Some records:
**********
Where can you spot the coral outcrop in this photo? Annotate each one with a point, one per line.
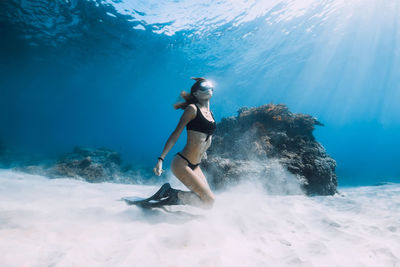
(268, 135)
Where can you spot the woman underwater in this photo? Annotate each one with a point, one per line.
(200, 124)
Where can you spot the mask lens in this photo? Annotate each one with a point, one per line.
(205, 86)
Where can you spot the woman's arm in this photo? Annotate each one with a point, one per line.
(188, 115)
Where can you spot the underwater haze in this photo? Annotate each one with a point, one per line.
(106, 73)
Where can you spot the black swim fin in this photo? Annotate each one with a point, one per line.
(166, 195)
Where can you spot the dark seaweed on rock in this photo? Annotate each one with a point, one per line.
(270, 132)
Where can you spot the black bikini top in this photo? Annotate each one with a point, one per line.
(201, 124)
**********
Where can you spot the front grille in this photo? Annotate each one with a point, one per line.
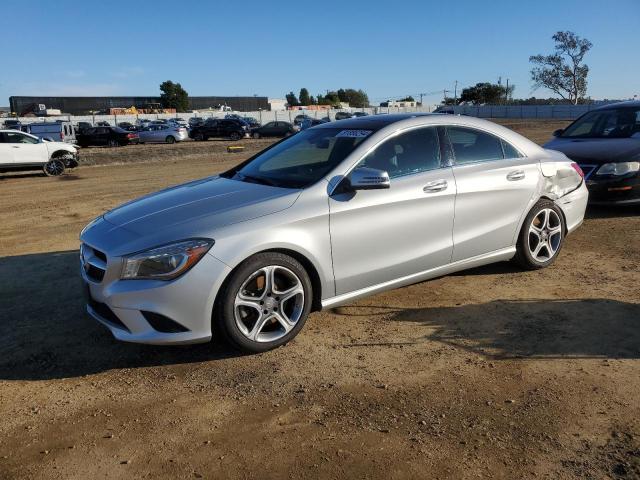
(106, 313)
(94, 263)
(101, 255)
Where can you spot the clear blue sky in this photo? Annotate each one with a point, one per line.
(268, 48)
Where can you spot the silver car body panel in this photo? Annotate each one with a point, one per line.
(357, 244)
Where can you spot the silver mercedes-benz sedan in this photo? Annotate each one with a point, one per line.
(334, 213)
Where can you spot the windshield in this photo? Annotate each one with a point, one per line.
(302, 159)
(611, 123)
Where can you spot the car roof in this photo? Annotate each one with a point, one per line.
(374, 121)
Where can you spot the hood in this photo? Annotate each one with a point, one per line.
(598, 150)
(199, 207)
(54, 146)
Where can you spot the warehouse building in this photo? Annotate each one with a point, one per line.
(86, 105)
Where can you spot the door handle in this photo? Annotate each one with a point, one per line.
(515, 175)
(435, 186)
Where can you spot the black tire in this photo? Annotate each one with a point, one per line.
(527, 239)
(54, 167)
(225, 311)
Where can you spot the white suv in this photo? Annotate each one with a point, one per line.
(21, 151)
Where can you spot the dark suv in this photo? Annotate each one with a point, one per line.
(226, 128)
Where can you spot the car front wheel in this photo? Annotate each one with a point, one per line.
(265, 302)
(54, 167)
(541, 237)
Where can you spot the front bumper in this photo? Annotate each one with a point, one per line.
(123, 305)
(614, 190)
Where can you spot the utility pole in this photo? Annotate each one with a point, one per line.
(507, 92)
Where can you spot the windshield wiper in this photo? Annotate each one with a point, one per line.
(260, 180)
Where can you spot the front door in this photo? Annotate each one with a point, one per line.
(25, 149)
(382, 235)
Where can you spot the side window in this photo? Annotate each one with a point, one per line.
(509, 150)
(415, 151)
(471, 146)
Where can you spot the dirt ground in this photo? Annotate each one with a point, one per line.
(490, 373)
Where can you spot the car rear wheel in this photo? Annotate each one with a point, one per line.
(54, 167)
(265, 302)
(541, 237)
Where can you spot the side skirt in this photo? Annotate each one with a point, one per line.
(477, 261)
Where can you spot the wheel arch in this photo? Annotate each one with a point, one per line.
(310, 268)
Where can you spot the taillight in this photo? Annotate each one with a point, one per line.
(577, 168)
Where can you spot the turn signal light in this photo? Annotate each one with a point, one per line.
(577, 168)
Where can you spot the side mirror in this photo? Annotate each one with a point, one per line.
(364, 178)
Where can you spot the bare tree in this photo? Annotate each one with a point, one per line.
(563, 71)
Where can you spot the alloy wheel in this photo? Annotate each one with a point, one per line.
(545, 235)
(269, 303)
**********
=== Work to do ===
Please identify every line of the records that contains the string "windshield", and copy each one. Case counts.

=== Solution to the problem ===
Where can you spot the windshield in this photo? Annotate each one with a point, one per line.
Where can you spot the windshield wiper in this photo? Annotate each one with a point, one per line.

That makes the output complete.